» EXERCISE DESCRIPTION
Display each line of the listing below that contains the string "photo". Case counts.

» EXCERPTED RECORDS
________________________

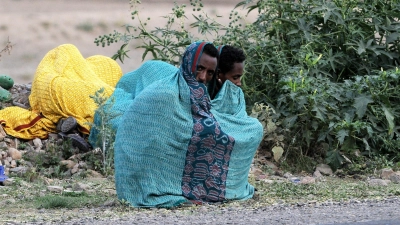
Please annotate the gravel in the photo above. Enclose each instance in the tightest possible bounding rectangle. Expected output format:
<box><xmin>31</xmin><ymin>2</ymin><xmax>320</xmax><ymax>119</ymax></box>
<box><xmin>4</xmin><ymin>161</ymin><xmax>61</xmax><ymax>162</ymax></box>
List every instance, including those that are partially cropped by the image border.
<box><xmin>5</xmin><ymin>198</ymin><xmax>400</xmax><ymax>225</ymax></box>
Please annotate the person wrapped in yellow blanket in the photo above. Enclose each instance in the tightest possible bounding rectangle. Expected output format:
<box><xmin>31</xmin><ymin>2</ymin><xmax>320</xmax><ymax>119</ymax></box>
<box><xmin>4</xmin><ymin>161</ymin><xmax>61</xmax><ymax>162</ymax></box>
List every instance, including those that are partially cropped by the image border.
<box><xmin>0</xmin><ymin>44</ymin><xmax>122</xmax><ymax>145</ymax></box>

________________________

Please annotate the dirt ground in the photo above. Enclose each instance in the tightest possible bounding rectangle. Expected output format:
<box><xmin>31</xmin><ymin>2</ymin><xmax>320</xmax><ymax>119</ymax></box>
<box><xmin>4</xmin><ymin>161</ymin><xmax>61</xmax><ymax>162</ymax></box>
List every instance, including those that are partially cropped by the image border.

________________________

» RESPONSE BELOW
Please annotate the gravel in the photo above. Enclose each instance in the tightest possible bounding rectangle. Expected output format:
Please annotate the person wrapped in yellow blanket in the photo above. Enclose each instance in the tightest possible bounding rectangle. Expected output format:
Please annotate the dirt ground in the photo above. Enclose each instance in the tightest possible bounding rectangle. Expected output format:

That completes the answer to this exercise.